Which lines in the records below contain the word "overcast"? Copy each of them.

PROVIDED INFORMATION:
- Opening Delimiter -
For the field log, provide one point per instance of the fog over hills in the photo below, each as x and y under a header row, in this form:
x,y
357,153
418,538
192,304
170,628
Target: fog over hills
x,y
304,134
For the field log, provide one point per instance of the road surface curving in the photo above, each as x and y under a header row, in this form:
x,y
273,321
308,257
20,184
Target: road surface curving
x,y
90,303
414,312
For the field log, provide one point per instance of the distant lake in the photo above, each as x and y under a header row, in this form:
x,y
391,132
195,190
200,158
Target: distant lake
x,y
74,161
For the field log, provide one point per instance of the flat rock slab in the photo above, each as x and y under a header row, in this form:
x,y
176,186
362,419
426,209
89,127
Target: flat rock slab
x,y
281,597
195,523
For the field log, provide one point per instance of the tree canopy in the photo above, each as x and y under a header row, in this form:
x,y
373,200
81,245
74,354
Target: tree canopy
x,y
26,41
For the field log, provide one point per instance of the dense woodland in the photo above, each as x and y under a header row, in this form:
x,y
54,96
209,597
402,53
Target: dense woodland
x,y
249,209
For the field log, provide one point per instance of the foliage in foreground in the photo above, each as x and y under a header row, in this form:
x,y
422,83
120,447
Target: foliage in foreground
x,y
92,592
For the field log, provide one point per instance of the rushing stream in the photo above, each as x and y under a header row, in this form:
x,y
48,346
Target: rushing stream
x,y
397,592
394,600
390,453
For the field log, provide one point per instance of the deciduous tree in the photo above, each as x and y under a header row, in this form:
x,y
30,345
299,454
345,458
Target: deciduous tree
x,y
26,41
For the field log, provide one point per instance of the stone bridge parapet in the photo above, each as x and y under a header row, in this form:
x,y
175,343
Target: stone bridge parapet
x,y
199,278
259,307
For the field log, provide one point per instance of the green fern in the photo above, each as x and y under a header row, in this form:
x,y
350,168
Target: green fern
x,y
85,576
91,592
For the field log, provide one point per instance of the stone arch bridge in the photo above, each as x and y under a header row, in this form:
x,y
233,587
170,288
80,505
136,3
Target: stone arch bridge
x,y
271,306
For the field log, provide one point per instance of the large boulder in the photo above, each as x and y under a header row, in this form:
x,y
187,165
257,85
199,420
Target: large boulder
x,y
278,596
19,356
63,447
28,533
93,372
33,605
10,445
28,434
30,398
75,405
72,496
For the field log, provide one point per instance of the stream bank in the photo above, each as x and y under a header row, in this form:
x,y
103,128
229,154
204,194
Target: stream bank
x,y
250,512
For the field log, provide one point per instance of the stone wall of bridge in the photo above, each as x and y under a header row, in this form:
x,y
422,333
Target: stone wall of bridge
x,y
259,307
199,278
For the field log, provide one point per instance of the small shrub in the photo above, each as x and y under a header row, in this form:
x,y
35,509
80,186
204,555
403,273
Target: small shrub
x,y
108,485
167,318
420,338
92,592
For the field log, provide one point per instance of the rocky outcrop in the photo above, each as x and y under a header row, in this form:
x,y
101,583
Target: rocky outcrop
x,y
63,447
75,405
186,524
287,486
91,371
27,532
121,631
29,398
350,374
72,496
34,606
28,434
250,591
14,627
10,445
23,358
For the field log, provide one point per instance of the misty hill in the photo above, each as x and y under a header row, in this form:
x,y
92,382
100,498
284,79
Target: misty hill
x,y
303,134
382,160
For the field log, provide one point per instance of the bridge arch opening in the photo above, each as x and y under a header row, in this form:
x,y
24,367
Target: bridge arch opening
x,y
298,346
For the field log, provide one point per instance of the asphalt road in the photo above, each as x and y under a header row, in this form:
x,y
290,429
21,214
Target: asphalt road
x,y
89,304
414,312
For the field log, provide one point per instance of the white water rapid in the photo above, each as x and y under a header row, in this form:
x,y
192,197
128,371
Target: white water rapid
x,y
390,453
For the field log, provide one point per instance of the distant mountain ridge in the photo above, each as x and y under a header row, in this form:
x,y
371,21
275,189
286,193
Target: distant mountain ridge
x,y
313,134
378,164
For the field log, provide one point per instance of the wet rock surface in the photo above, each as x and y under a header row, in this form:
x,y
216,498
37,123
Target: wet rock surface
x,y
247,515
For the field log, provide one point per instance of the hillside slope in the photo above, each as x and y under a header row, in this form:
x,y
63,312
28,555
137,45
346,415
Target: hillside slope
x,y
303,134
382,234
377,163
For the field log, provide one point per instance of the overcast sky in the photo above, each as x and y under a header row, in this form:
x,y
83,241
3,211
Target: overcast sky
- Closing Delimiter -
RESPONSE AREA:
For the field log, provide one point per instance of the overcast sky in the photo above, each as x and y under a header row, in this form:
Target: overcast sky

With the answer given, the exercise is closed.